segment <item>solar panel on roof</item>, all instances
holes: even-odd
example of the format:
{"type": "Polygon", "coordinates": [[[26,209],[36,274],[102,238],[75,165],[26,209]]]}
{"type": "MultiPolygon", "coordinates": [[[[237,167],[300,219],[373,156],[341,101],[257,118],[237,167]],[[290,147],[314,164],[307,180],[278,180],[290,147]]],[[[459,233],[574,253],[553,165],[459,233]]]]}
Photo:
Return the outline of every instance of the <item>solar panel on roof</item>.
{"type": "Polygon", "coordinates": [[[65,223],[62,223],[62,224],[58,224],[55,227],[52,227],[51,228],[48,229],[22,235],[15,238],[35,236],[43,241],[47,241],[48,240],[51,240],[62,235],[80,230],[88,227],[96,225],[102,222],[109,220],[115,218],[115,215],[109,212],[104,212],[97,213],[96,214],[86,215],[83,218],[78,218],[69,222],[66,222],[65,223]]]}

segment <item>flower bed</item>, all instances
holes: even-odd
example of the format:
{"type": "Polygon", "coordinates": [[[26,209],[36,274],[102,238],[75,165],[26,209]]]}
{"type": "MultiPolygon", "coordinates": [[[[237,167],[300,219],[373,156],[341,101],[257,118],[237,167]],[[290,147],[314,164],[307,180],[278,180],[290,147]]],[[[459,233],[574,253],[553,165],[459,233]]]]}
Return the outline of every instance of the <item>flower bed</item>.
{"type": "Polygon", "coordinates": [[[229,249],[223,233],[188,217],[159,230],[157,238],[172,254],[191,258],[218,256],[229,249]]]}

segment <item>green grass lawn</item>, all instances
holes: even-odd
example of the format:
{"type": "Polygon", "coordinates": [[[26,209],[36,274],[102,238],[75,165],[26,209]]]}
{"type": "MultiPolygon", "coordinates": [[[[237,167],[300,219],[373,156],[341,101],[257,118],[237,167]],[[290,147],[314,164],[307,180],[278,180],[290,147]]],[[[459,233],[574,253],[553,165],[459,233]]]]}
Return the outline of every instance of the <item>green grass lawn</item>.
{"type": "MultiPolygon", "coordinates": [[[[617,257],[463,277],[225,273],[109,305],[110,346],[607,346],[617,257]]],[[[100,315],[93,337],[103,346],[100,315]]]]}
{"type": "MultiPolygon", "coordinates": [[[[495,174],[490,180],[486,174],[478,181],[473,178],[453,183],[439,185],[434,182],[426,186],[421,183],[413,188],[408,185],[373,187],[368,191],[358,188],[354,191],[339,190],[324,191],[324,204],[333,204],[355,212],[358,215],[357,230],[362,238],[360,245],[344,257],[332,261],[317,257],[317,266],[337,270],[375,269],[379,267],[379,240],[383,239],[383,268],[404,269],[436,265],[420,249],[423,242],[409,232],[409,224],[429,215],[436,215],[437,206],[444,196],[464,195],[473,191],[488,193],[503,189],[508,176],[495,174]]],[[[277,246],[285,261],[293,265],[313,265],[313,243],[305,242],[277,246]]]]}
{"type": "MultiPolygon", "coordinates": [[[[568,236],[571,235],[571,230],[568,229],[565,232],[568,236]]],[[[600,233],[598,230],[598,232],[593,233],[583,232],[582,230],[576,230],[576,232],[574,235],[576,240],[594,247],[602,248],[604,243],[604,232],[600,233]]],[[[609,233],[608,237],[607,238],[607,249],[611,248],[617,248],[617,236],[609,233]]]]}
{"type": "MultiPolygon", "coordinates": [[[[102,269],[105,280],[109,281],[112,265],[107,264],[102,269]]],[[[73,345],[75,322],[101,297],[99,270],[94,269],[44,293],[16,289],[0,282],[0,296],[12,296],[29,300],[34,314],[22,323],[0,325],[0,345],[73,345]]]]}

_What to produce_
Copy every row above, substituting "Draw" for each occurrence of "Return" and leaving all other text unchanged.

_Solution to the exercise_
segment <item>solar panel on roof</item>, all instances
holes: even-odd
example of the format:
{"type": "Polygon", "coordinates": [[[26,209],[36,274],[102,238],[75,165],[26,209]]]}
{"type": "MultiPolygon", "coordinates": [[[[237,167],[300,219],[373,156],[341,101],[257,118],[237,167]],[[290,147],[314,164],[307,180],[278,180],[290,147]]],[[[459,233],[574,253],[553,165],[459,233]]]]}
Photo:
Draw the outline of every instance of the <item>solar panel on roof</item>.
{"type": "Polygon", "coordinates": [[[65,223],[62,223],[62,224],[58,224],[55,227],[52,227],[51,228],[48,229],[22,235],[15,238],[35,236],[43,241],[47,241],[48,240],[51,240],[62,235],[80,230],[88,227],[96,225],[102,222],[109,220],[115,218],[115,215],[109,212],[104,212],[97,213],[96,214],[86,215],[83,218],[78,218],[69,222],[66,222],[65,223]]]}

segment <item>flower bed</item>, all instances
holes: even-odd
example of the format:
{"type": "Polygon", "coordinates": [[[26,209],[36,274],[102,238],[75,165],[26,209]]]}
{"type": "MultiPolygon", "coordinates": [[[[237,167],[300,219],[373,156],[341,101],[257,118],[237,167]],[[290,147],[314,164],[307,180],[278,180],[290,147]]],[[[459,233],[574,253],[553,165],[459,233]]]]}
Draw the outline of every instance of the <item>flower bed</item>.
{"type": "Polygon", "coordinates": [[[229,249],[223,233],[188,217],[159,230],[157,238],[172,254],[191,258],[218,256],[229,249]]]}

segment <item>green grass lawn</item>, all instances
holes: even-odd
example of the format:
{"type": "Polygon", "coordinates": [[[26,209],[36,274],[102,238],[75,165],[26,209]]]}
{"type": "MultiPolygon", "coordinates": [[[[237,167],[300,219],[373,156],[341,101],[257,118],[237,167]],[[290,147],[314,164],[307,180],[278,180],[290,147]]],[[[459,233],[574,253],[553,165],[459,233]]]]}
Draw the outline of every instance of the <item>green grass lawn</item>.
{"type": "MultiPolygon", "coordinates": [[[[617,257],[463,277],[225,273],[109,305],[110,346],[607,346],[617,257]]],[[[100,315],[93,337],[103,346],[100,315]]]]}
{"type": "MultiPolygon", "coordinates": [[[[495,174],[490,180],[486,174],[478,181],[473,178],[453,183],[439,185],[434,182],[426,186],[421,183],[413,188],[408,185],[373,187],[368,191],[358,188],[354,191],[339,190],[324,191],[324,204],[333,204],[355,212],[358,215],[357,230],[362,238],[360,245],[344,257],[332,261],[317,257],[317,266],[337,270],[375,269],[379,267],[379,240],[383,239],[383,268],[404,269],[436,265],[420,249],[423,242],[409,232],[409,224],[429,215],[436,215],[437,206],[444,196],[464,195],[473,191],[488,193],[503,189],[508,176],[495,174]]],[[[277,246],[285,261],[293,265],[313,265],[313,243],[305,242],[277,246]]]]}
{"type": "MultiPolygon", "coordinates": [[[[568,236],[571,235],[571,230],[568,229],[565,232],[568,236]]],[[[600,233],[598,230],[598,232],[593,233],[583,232],[582,230],[576,230],[576,232],[574,235],[576,240],[594,247],[602,248],[604,243],[604,232],[600,233]]],[[[609,233],[608,237],[607,238],[607,249],[611,248],[617,248],[617,236],[609,233]]]]}
{"type": "MultiPolygon", "coordinates": [[[[102,269],[105,280],[109,281],[112,265],[107,264],[102,269]]],[[[73,345],[75,322],[101,297],[99,270],[94,269],[44,293],[16,289],[0,282],[0,296],[12,296],[29,300],[34,314],[22,323],[0,325],[0,345],[73,345]]]]}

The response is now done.